:: SOURCE DOCUMENT ::
1.5 Testing Type Hints¶

# tests/python/test_types.py
from mrrc import Record, Field, MARCReader
from typing import Optional

def test_reader_returns_record() -> None:
    """Verify type hints are correct."""
    reader: MARCReader = MARCReader(open("test.mrc", "rb"))
    record: Optional[Record] = reader.read_record()
    assert isinstance(record, Record) or record is None

1.6 Build Configuration¶

# In GitHub Actions or CI:
# Step 1: Build wheels (maturin will generate .pyi files)
maturin build --release

# Step 2: Unpack wheel and verify .pyi files exist
unzip dist/mrrc-*.whl -d /tmp/wheel_check
ls /tmp/wheel_check/mrrc/*.pyi

# Step 3: Type check against generated stubs
mypy tests/python/

2. Python Documentation Strategy¶

2.1 Overview¶

Rust doc comments don't generate Python documentation. We need a clear approach for building Python API docs.

2.2 Docstring Convention¶

Use Google-style docstrings in Rust code (PyO3 will include them in __doc__):

#[pyclass(name = "Record")]
pub struct PyRecord {
    inner: mrrc::Record,
}

#[pymethods]
impl PyRecord {
    /// Create a new MARC record with the given leader.

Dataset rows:
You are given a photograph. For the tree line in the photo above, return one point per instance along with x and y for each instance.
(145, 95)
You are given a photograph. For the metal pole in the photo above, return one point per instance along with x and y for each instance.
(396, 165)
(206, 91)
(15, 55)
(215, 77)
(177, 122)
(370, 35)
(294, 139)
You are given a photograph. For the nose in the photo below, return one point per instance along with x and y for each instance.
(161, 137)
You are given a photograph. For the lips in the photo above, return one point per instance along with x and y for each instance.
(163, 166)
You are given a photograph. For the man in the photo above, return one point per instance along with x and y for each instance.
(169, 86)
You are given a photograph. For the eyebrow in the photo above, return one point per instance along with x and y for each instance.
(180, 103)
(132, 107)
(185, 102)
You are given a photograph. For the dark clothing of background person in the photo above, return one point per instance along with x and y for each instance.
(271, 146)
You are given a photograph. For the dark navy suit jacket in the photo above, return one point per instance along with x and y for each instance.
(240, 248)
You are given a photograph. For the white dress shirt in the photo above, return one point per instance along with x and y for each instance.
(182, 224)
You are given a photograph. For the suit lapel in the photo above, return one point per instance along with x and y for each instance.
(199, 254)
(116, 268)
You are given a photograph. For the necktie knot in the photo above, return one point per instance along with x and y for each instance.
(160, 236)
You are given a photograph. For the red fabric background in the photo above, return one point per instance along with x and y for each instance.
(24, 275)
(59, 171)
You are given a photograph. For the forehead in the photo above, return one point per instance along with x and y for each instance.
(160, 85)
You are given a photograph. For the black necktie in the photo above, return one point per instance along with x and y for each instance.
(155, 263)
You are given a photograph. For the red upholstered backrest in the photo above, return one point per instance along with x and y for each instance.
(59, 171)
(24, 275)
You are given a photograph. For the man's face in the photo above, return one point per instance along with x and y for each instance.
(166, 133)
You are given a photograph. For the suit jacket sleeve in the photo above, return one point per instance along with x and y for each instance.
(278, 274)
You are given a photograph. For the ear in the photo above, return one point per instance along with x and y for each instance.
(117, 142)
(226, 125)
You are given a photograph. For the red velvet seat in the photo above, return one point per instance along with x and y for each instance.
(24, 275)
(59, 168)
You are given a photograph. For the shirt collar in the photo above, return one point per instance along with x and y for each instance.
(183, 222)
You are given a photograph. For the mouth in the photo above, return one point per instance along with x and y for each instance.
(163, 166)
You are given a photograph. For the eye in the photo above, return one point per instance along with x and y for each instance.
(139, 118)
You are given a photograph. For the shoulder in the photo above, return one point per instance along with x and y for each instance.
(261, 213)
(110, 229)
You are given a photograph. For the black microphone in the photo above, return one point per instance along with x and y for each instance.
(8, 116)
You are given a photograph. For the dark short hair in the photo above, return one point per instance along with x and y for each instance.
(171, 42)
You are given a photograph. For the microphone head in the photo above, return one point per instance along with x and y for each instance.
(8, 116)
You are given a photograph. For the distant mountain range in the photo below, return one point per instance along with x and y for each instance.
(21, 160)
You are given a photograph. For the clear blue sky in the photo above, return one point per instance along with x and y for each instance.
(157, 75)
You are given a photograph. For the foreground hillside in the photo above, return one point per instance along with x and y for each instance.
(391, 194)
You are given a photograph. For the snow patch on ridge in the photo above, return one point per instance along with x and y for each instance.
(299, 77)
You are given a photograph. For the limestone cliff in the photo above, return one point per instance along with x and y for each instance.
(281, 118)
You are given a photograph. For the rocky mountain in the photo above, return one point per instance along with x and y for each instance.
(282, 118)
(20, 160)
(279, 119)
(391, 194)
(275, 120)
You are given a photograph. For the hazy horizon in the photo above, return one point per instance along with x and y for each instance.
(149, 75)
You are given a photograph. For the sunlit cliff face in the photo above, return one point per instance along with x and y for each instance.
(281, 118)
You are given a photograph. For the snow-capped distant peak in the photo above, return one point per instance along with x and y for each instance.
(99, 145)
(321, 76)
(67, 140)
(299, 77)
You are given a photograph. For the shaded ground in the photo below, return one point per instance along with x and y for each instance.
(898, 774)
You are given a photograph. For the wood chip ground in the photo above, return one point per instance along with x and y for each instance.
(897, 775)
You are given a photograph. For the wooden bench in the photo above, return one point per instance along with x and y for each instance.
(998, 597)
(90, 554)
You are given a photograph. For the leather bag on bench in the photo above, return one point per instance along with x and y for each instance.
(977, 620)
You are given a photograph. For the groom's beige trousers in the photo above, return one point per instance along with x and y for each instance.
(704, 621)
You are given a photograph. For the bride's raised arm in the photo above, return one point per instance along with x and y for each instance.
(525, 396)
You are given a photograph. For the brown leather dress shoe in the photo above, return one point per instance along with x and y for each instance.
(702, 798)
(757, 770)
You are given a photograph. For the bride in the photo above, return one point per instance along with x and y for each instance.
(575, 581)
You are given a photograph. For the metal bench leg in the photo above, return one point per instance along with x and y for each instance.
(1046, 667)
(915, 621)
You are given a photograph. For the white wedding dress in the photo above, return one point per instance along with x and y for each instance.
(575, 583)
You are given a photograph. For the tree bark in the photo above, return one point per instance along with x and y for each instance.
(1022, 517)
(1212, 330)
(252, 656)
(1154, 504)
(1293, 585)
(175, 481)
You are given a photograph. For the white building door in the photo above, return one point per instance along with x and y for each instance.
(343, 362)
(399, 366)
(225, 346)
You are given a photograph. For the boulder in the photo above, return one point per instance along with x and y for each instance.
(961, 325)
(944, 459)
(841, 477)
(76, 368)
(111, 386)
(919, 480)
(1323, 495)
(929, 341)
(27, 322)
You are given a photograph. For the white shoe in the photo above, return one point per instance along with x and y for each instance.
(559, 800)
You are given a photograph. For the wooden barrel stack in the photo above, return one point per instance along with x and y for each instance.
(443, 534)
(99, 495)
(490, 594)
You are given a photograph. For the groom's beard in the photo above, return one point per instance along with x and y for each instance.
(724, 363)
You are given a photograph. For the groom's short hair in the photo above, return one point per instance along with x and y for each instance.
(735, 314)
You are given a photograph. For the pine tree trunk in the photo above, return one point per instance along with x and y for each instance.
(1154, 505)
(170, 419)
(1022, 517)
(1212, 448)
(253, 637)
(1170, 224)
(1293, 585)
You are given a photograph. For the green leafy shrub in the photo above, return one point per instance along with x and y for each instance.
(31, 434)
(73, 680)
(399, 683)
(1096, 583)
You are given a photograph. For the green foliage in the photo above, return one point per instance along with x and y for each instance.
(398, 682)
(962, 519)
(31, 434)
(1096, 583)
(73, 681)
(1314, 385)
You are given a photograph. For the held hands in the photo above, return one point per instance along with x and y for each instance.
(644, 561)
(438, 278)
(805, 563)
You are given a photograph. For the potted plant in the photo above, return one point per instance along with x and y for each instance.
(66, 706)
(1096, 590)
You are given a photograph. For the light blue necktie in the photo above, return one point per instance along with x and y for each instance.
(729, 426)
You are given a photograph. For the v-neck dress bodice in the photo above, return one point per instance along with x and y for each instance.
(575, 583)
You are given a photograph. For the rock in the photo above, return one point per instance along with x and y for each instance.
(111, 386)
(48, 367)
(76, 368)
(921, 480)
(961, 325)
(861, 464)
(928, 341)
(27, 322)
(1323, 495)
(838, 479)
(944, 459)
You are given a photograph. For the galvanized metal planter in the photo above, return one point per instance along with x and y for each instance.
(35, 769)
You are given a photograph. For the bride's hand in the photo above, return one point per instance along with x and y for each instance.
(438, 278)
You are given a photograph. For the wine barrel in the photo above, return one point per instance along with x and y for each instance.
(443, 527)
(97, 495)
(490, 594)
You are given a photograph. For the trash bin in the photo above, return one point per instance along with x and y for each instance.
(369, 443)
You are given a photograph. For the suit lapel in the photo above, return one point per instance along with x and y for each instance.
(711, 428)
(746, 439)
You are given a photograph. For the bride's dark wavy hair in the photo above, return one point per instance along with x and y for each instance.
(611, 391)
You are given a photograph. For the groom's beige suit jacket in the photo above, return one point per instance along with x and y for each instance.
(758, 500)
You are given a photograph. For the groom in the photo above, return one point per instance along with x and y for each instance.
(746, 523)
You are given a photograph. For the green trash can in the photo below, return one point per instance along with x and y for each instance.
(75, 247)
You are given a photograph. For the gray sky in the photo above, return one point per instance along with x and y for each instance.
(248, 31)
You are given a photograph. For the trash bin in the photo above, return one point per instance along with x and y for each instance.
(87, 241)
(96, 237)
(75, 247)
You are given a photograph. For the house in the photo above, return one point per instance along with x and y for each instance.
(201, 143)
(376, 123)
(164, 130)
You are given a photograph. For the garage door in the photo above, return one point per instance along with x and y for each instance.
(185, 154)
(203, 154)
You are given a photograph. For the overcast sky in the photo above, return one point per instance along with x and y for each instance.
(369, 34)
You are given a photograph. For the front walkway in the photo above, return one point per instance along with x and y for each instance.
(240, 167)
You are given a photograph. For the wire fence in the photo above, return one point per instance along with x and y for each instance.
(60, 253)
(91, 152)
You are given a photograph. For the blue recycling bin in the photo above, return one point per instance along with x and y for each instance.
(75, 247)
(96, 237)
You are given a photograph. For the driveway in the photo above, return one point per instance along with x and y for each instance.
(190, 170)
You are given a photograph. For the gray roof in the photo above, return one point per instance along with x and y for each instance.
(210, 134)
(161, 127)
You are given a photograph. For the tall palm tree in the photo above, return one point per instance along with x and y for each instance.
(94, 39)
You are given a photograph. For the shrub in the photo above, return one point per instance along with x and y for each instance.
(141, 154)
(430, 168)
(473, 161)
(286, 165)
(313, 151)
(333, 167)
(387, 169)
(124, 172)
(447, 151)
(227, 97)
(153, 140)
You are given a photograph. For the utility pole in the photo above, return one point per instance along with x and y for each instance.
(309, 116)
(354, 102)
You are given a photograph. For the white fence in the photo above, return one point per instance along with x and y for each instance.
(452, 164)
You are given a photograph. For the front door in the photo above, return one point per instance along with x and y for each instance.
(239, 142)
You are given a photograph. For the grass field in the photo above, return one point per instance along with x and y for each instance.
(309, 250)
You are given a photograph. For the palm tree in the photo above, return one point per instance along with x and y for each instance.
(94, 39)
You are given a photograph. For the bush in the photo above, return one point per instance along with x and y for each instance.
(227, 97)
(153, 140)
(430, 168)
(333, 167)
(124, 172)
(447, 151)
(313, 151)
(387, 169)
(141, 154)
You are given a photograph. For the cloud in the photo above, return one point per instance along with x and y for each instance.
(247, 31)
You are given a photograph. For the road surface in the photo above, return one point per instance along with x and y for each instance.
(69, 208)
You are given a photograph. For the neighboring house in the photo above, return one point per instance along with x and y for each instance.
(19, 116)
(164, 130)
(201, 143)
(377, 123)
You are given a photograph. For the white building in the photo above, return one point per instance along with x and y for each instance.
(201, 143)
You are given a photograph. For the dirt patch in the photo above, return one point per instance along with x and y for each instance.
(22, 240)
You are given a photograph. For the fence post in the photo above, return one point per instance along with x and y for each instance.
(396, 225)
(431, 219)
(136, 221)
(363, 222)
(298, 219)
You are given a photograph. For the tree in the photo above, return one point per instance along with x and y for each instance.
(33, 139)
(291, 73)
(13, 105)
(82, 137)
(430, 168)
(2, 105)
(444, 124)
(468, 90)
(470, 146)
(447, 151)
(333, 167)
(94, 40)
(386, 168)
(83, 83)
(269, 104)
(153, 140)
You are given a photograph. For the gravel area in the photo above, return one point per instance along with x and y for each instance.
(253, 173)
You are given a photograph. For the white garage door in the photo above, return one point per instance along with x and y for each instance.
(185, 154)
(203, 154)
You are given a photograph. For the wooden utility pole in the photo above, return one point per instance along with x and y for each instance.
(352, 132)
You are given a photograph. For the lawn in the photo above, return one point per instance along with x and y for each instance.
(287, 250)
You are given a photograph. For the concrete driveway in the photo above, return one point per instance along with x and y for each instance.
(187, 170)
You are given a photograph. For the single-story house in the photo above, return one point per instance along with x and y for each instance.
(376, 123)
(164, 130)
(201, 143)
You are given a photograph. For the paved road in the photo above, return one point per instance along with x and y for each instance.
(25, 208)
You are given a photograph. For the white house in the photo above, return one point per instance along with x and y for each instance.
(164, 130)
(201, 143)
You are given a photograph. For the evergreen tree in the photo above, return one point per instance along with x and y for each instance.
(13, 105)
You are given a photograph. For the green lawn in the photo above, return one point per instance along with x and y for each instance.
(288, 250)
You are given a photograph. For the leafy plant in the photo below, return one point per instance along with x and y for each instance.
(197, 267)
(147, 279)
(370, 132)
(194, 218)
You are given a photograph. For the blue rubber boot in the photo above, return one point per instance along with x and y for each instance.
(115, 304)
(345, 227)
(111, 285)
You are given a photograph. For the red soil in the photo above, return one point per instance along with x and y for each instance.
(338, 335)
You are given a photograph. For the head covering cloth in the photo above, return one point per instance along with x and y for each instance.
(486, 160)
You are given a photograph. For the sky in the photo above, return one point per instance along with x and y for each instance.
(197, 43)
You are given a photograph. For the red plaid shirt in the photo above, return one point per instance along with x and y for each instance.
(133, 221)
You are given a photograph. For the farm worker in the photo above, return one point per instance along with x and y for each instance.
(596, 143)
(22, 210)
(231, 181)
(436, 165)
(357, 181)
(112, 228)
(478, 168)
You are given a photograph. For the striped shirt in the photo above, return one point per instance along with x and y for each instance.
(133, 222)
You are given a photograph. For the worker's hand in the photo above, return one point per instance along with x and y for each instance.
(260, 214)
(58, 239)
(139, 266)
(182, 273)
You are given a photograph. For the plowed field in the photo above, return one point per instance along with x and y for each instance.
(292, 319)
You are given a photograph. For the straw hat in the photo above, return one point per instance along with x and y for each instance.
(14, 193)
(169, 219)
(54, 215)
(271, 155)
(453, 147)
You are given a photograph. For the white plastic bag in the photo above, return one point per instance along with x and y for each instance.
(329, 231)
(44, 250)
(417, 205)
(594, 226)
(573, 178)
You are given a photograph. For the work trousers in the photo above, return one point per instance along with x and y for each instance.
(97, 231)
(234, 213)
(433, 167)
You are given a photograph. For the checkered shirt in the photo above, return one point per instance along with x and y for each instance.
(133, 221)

:: REQUIRED TASKS ::
**a)** Reproduce the passage of the text on mrrc type hints and Python documentation between "def test_reader_returns_record() ->" and "generate .pyi files)", inclusive.
**b)** Write what follows the last line of the text on mrrc type hints and Python documentation, picking up from where it stops.

:: RESPONSES IN ORDER ::
**a)**
def test_reader_returns_record() -> None:
    """Verify type hints are correct."""
    reader: MARCReader = MARCReader(open("test.mrc", "rb"))
    record: Optional[Record] = reader.read_record()
    assert isinstance(record, Record) or record is None

1.6 Build Configuration¶

# In GitHub Actions or CI:
# Step 1: Build wheels (maturin will generate .pyi files)

**b)**
    ///
    /// Args:
    ///     leader: A Leader object defining record type and encoding.
    ///
    /// Returns:
    ///     A new Record instance.
    ///
    /// Example:
    ///     >>> from mrrc import Record, Leader
    ///     >>> leader = Leader(...)
    ///     >>> record = Record(leader)
    #[new]
    pub fn new(leader: PyLeader) -> Self {
        PyRecord {
            inner: mrrc::Record::new(leader.inner.clone()),
        }
    }

    /// Get the title of the record.
    ///
    /// Extracts the main title from field 245 subfield 'a'.
    ///
    /// Returns:
    ///     The title string, or None if not present.
    pub fn title(&self) -> Option<String> {
        self.inner.title()
    }
}

2.3 Documentation Generation¶

Option A: Sphinx with `sphinx-autodoc`¶

# Generate HTML docs from docstrings
pip install sphinx sphinx-rtd-theme

# Create docs/conf.py
# Run: sphinx-build -b html docs docs/_build/

Option B: mkdocs (Simpler)¶

# mkdocs.yml
site_name: mrrc Python API
theme:
  name: material
nav:
  - Home: index.md
  - API Reference:
    - Record: api/record.md
    - Field: api/field.md
    - MARCReader: api/reader.md

Option C: Manual Docs (Starting Point)¶

# docs/python_api.md
## Record Class

### Record(leader)
Create a new MARC record.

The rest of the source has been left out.